**READING TEXT**:
---------------
New Yorkers Have No Reservations on Tax-free Smokes

Jul 09, 2002
George Anderson

The New York Times reports that Manhattanites travel as far as 70 miles east of Times Square to four smoke shops on the five-square-block Poospatuck Reservation, population 220, to buy tax-free cigarettes. Unwilling to pay $1.50 tax on a pack to the state, and now an additional $1.50 a pack in city taxes, these New Yorkers buy off-brand cigarettes for a little more than $2 a pack, as opposed to nearly $7 a pack for city smokers. Savings are similar for premium brands, which sell for less than $3.50 a pack on reservations.

The Unkechaugs are one of many Indian nations, including the Seneca Nation in upstate New York and the Shinnecock Nation in Southampton, that take advantage of their right as sovereign nations to buy and sell cigarettes without paying or charging the hefty taxes from the state and the city. They sell legally from their shops, over the phone and via the Internet.

They fought hard for this right, which they say has moved their nations from poverty to relative wealth, and have been in and out of court for years over the issue. “Before we had tobacco shops, we had a welfare economy — and the state was paying for that,” Chief Wallace says. “We couldn’t focus on our political, social and educational rights because we were focused on day-to-day survival. Now we’re not. Now we are empowered.”

One main opponent is the New York Association of Convenience Stores. Last December, the United States Supreme Court refused to hear a challenge to a lower court decision granting Indian sovereignty in this matter, seemingly exhausting the association’s attempts to force the state to collect the tax from Indian nations. The association is now trying to get federal or state legislation passed to ban what it terms the state’s “selective enforcement policy,” says James Calvin, the president of the association.
---------------
**PROVIDED MATERIAL**:
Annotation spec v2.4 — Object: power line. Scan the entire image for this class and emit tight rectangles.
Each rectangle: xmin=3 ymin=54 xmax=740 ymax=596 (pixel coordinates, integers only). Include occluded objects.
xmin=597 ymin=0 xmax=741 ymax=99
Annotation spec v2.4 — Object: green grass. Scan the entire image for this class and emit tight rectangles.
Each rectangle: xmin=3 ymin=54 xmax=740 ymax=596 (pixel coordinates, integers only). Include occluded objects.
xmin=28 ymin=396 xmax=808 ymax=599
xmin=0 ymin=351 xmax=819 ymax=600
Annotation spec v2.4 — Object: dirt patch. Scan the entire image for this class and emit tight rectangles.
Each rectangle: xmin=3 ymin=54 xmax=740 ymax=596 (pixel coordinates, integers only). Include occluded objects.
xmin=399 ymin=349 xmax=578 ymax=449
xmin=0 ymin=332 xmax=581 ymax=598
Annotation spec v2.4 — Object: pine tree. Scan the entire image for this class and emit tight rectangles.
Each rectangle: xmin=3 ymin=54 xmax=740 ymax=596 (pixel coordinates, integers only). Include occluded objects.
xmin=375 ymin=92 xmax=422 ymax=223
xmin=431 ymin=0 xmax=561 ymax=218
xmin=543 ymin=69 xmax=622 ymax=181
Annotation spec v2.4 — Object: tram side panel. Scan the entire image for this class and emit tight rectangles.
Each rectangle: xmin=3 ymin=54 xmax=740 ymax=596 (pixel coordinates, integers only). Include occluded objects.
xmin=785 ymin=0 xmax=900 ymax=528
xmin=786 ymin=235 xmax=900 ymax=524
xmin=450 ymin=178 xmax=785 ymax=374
---------------
**WRITTEN PROBLEM A**: In the article on tax-free cigarettes, rewrite the paragraph that begins "The Unkechaugs are one of many Indian nations" as a short bulleted list that keeps its main facts.
**WRITTEN PROBLEM B**: Reproduce word for word the passage of the tax-free cigarette article starting at "New Yorkers Have" and ending at "pack on reservations.".

**WORKED ANSWER A**:
- The Unkechaugs are one of many Indian nations, along with the Seneca Nation in upstate New York and the Shinnecock Nation in Southampton.
- As sovereign nations, they use their right to buy and sell cigarettes without paying or charging the heavy state and city taxes.
- They sell legally from their shops, by phone and over the Internet.

**WORKED ANSWER B**:
New Yorkers Have No Reservations on Tax-free Smokes

Jul 09, 2002
George Anderson

The New York Times reports that Manhattanites travel as far as 70 miles east of Times Square to four smoke shops on the five-square-block Poospatuck Reservation, population 220, to buy tax-free cigarettes. Unwilling to pay $1.50 tax on a pack to the state, and now an additional $1.50 a pack in city taxes, these New Yorkers buy off-brand cigarettes for a little more than $2 a pack, as opposed to nearly $7 a pack for city smokers. Savings are similar for premium brands, which sell for less than $3.50 a pack on reservations.